Activity: Below are records; transcribe only the line with "Target: striped blanket" and those after it, through the last line, without any change.

------------------------------------

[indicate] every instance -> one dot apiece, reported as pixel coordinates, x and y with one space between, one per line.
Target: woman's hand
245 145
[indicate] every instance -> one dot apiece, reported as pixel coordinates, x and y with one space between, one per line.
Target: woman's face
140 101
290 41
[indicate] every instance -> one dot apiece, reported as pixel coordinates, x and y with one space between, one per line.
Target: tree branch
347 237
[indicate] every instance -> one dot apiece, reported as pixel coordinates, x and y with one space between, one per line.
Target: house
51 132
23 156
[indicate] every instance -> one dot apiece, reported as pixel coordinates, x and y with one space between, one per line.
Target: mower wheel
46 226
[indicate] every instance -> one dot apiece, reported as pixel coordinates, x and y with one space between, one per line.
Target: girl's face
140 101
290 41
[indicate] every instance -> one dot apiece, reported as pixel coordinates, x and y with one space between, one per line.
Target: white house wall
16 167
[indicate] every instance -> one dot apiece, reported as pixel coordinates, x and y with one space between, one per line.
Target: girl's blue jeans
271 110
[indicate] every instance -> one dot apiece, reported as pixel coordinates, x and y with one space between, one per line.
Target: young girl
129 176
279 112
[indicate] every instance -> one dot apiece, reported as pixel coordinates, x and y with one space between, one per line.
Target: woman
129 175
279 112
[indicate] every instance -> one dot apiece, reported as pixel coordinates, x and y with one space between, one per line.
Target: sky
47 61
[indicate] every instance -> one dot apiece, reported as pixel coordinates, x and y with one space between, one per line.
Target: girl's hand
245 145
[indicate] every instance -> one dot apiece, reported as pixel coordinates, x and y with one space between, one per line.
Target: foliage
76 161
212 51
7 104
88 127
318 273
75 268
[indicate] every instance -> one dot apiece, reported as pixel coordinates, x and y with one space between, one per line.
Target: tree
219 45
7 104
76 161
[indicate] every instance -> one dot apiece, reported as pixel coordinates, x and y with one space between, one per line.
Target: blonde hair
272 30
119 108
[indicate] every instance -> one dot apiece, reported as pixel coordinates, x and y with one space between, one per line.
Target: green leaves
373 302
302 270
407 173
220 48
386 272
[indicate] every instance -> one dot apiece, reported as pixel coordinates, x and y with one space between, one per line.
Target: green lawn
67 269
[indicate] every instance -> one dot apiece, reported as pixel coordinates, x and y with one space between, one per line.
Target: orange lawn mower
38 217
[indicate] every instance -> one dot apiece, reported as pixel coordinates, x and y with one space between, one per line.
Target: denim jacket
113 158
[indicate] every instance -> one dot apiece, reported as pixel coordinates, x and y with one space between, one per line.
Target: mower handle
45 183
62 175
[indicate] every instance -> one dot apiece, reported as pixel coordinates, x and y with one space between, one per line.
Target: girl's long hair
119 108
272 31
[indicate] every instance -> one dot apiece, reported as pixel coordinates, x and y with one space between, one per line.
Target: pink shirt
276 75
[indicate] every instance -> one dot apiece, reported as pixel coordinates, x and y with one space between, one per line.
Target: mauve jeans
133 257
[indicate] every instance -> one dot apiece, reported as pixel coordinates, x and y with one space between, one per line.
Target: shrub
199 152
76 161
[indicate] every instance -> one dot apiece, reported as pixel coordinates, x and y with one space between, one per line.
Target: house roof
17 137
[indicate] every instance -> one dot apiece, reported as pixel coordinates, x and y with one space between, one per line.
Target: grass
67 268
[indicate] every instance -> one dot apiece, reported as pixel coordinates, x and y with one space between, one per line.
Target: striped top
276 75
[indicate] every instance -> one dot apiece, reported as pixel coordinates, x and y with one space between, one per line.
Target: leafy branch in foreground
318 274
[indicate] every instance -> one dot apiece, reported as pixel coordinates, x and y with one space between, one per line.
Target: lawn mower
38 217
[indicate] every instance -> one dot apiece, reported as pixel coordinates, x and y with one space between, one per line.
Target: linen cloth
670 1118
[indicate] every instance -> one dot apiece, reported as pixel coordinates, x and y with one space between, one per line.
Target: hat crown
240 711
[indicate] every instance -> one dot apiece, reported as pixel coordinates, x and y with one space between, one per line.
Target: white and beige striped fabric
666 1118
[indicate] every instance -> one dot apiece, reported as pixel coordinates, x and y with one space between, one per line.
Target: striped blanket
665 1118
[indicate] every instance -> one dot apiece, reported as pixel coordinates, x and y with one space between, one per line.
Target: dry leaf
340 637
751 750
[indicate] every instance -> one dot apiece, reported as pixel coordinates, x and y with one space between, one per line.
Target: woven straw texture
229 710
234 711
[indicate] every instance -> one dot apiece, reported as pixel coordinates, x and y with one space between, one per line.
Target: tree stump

------------------------------------

Completed task:
Target: striped blanket
665 1118
[indicate] every instance -> one dot apiece, reported as pixel coordinates, x and y with one space between, one per line.
Target: dry leaf
340 637
751 750
[indicate] every instance -> one dot apiece, reported as pixel coordinates, x and y with one space between, one per line.
Target: woven straw texture
229 710
234 711
[indicate] every instance -> one dot apiece, reported as pixel coordinates, x and y with one space between, one per line.
Target: tree stump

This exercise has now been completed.